→ Work to do
Please put all of the lines below into a numbered list, skipping any blank lines. Leave the pictures out of your answer.

(Point annotations for photos)
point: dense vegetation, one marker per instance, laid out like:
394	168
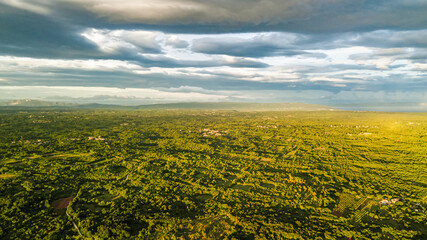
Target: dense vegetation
212	174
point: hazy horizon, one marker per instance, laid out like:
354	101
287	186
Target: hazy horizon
129	52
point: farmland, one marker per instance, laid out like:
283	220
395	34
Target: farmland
193	174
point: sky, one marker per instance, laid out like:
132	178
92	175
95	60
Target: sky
157	51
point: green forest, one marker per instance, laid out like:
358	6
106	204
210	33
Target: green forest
206	174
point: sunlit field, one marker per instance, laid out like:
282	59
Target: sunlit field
212	175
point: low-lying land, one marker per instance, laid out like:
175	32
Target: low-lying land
190	174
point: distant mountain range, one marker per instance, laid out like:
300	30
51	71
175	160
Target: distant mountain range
238	106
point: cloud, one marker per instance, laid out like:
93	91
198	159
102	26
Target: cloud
263	15
176	42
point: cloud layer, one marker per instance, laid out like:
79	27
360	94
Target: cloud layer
226	47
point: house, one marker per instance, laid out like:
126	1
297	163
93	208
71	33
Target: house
384	202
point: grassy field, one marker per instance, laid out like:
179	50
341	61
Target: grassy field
191	174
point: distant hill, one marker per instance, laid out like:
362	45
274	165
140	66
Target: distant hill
34	103
238	106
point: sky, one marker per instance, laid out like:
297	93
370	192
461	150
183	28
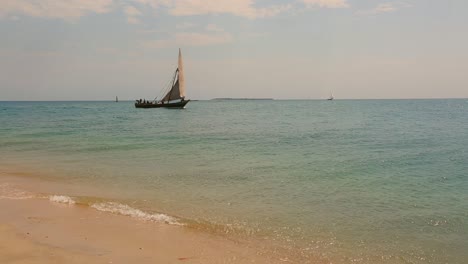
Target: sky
282	49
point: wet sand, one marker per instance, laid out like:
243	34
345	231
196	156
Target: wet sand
39	231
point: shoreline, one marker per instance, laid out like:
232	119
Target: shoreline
54	229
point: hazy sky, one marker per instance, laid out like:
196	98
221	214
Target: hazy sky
99	49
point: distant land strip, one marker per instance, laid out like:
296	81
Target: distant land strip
242	99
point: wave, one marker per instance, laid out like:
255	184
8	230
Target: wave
61	199
126	210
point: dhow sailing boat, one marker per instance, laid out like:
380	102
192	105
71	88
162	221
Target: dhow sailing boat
173	97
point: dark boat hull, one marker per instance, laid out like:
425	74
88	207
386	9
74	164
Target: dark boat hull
180	104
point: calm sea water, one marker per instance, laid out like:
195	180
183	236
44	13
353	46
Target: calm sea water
347	181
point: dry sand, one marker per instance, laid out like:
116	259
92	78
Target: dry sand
39	231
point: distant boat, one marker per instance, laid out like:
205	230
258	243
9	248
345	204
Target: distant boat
175	96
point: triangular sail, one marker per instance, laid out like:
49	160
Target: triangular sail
178	88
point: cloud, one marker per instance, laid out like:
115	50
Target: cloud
213	27
185	25
327	3
191	39
242	8
132	14
384	8
69	10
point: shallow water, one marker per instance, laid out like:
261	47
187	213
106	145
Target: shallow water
364	181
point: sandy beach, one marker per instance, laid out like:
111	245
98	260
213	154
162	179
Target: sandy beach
37	230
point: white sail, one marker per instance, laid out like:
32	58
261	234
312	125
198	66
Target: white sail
181	76
177	90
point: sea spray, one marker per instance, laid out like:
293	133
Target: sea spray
123	209
62	199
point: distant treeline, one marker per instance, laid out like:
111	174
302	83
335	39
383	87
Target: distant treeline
242	99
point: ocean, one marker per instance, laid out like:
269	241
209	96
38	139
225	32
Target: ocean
343	181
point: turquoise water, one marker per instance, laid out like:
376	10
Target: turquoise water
345	181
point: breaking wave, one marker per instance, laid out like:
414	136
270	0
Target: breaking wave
124	209
61	199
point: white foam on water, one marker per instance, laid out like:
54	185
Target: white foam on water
8	191
61	199
124	209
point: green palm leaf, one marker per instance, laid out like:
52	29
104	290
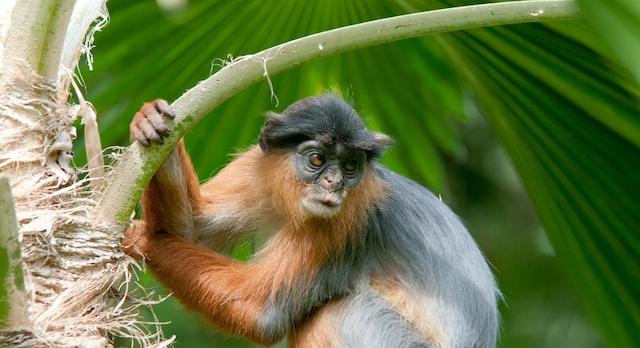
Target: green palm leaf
565	111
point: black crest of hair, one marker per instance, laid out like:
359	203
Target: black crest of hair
325	118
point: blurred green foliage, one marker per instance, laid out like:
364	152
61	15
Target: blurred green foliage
565	112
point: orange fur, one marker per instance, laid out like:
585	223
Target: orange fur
261	189
320	330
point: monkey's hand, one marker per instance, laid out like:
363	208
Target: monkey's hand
149	124
137	239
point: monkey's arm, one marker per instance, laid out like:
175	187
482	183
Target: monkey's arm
215	214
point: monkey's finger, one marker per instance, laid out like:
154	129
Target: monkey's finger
149	132
163	107
158	123
136	133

→ Finished task
1. point: dense vegetation, one marker per instance, laid out like:
2. 394	168
3. Target: dense vegetation
4. 212	174
5. point: hazy horizon, one marker per instance, laid out like:
6. 354	101
7. 287	186
8. Target: hazy horizon
9. 129	52
10. point: farmland, one marker per instance, laid out like:
11. 283	220
12. 395	34
13. Target: farmland
14. 193	174
15. point: sky, one marker per instance, laid out like:
16. 132	178
17. 92	175
18. 95	60
19. Target: sky
20. 157	51
21. point: green forest, one marker per instance, laid out like:
22. 358	6
23. 106	204
24. 210	33
25. Target: green forest
26. 206	174
27. point: sunlit field, one marker per instance, laid out like:
28. 282	59
29. Target: sunlit field
30. 212	175
31. point: low-lying land, one marker per instance, laid out like:
32. 175	32
33. Target: low-lying land
34. 190	174
35. point: distant mountain range, one marker per instance, laid out like:
36. 300	30
37. 51	71
38. 175	160
39. Target: distant mountain range
40. 238	106
41. point: cloud, one marker per instance, laid out like:
42. 93	91
43. 198	159
44. 102	26
45. Target: cloud
46. 263	15
47. 176	42
48. point: cloud layer, one marker per instance, laid out like:
49. 79	27
50. 360	94
51. Target: cloud layer
52. 226	47
53. point: house, one marker per instance, laid out like:
54. 126	1
55. 297	163
56. 93	208
57. 71	33
58. Target: house
59. 384	202
60. point: grassy field, one marker per instance, laid out like:
61. 179	50
62. 341	61
63. Target: grassy field
64. 191	174
65. point: distant hill, one marker per instance, laid out like:
66. 362	45
67. 274	165
68. 140	66
69. Target: distant hill
70. 34	103
71. 238	106
72. point: sky, one marker per instance, laid out like:
73. 297	93
74. 370	192
75. 461	150
76. 183	28
77. Target: sky
78. 282	49
79. point: wet sand, one marker per instance, laid out like:
80. 243	34
81. 345	231
82. 196	156
83. Target: wet sand
84. 39	231
85. point: shoreline, one marker per instance, laid out like:
86. 232	119
87. Target: shoreline
88. 54	229
89. point: hazy sky, one marker per instance, laid out like:
90. 196	98
91. 221	214
92. Target: hazy sky
93. 99	49
94. point: distant land strip, one marker per instance, laid out like:
95. 296	81
96. Target: distant land strip
97. 242	99
98. point: wave, one marker per instance, laid out like:
99. 255	184
100. 8	230
101. Target: wave
102. 61	199
103. 126	210
104. point: dhow sailing boat, one marker per instance, laid out like:
105. 380	102
106. 192	105
107. 71	88
108. 162	221
109. Target: dhow sailing boat
110. 173	97
111. point: dark boat hull, one marker per instance, laid out like:
112. 425	74
113. 88	207
114. 386	9
115. 74	164
116. Target: dark boat hull
117. 180	104
118. point: calm sea water, one marker per instance, laid out like:
119. 195	180
120. 183	236
121. 44	13
122. 353	46
123. Target: calm sea water
124. 347	181
125. point: dry sand, one marker per instance, laid out like:
126. 116	259
127. 92	78
128. Target: dry sand
129. 39	231
130. point: distant boat, one marker per instance, laid out like:
131. 205	230
132. 258	243
133. 9	248
134. 345	204
135. Target: distant boat
136. 175	96
137. point: triangular sail, one marker per instance, laid out like:
138. 49	160
139. Target: triangular sail
140. 178	88
141. point: cloud, one marker per instance, laid out like:
142. 115	50
143. Target: cloud
144. 213	27
145. 185	25
146. 327	3
147. 191	39
148. 242	8
149. 132	14
150. 384	8
151. 69	10
152. point: shallow water, one marker per instance, laid out like:
153. 261	47
154. 187	213
155. 106	145
156. Target: shallow water
157. 364	181
158. point: sandy beach, one marker per instance, laid out like:
159. 111	245
160. 98	260
161. 213	154
162. 162	179
163. Target: sandy beach
164. 37	230
165. point: white sail, one marker per instance, laid out like:
166. 32	58
167. 261	234
168. 312	125
169. 198	66
170. Target: white sail
171. 181	76
172. 177	90
173. point: sea spray, one marker per instance, laid out like:
174. 293	133
175. Target: sea spray
176. 123	209
177. 62	199
178. point: distant treeline, one marker per instance, laid out like:
179. 111	174
180. 302	83
181. 335	39
182. 383	87
183. Target: distant treeline
184. 242	99
185. point: ocean, one marker per instance, laid out like:
186. 269	241
187. 209	96
188. 38	139
189. 225	32
190. Target: ocean
191. 343	181
192. point: turquoise water, one marker per instance, laid out like:
193. 376	10
194. Target: turquoise water
195. 345	181
196. point: breaking wave, one marker per instance, laid out like:
197. 414	136
198. 270	0
199. Target: breaking wave
200. 124	209
201. 61	199
202. point: white foam on water, one marker per instance, laid out like:
203. 54	185
204. Target: white foam on water
205. 8	191
206. 61	199
207. 124	209
208. point: green palm leaf, one marker per instance, laid out like:
209. 52	29
210. 104	290
211. Target: green palm leaf
212. 565	111
213. point: black crest of hair, one marker per instance, laid out like:
214. 359	203
215. Target: black crest of hair
216. 325	118
217. point: blurred green foliage, one marker per instance, laid out like:
218. 364	152
219. 61	15
220. Target: blurred green foliage
221. 565	112
222. point: orange fur, one marker per instance, laid out like:
223. 585	223
224. Target: orange fur
225. 261	189
226. 320	330
227. point: monkey's hand, one marker per instance, laid out like:
228. 363	208
229. Target: monkey's hand
230. 149	124
231. 137	239
232. point: monkey's arm, one marker per instance, laid out like:
233. 175	187
234. 482	183
235. Target: monkey's arm
236. 215	214
237. point: monkey's finger, one marker per instance, laid out like:
238. 154	129
239. Target: monkey's finger
240. 149	132
241. 163	107
242. 158	123
243. 136	133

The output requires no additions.